**What this task involves**
Restate the data word for word and leave the images out.

[Stored dataset items]
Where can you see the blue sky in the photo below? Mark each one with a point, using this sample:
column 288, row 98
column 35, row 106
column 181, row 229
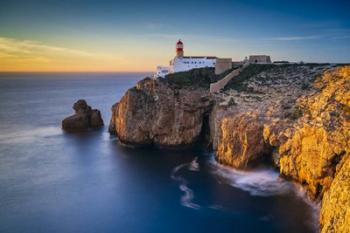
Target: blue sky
column 122, row 33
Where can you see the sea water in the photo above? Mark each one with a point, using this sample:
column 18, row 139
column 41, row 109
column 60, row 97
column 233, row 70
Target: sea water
column 51, row 181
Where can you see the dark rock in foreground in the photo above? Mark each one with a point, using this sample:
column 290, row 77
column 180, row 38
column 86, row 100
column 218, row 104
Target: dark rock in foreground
column 84, row 118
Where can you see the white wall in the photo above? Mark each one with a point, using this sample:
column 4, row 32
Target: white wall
column 179, row 64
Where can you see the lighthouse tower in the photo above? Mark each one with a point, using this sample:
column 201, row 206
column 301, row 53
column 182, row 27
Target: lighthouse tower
column 179, row 49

**Reply**
Where can you see the blue sky in the photo below? Mark each one with a point, using this sample:
column 288, row 98
column 35, row 106
column 181, row 229
Target: blue sky
column 122, row 33
Where can you see the sea water in the photo above? Mark each one with a point, using this sample:
column 18, row 139
column 41, row 109
column 60, row 97
column 233, row 70
Target: sea water
column 51, row 181
Where can you see the dark rock in foreground in the photo above? Mark each one with a point, using this sample:
column 290, row 77
column 180, row 38
column 86, row 100
column 218, row 104
Target: dark rock in foreground
column 84, row 118
Where can you see the white wall in the photo above? Mark each one with a point, using this sample:
column 4, row 32
Target: white wall
column 179, row 64
Where can you see the lighthouse tower in the photo above? Mark each one with a point, using this sample:
column 201, row 206
column 301, row 53
column 182, row 27
Target: lighthouse tower
column 179, row 49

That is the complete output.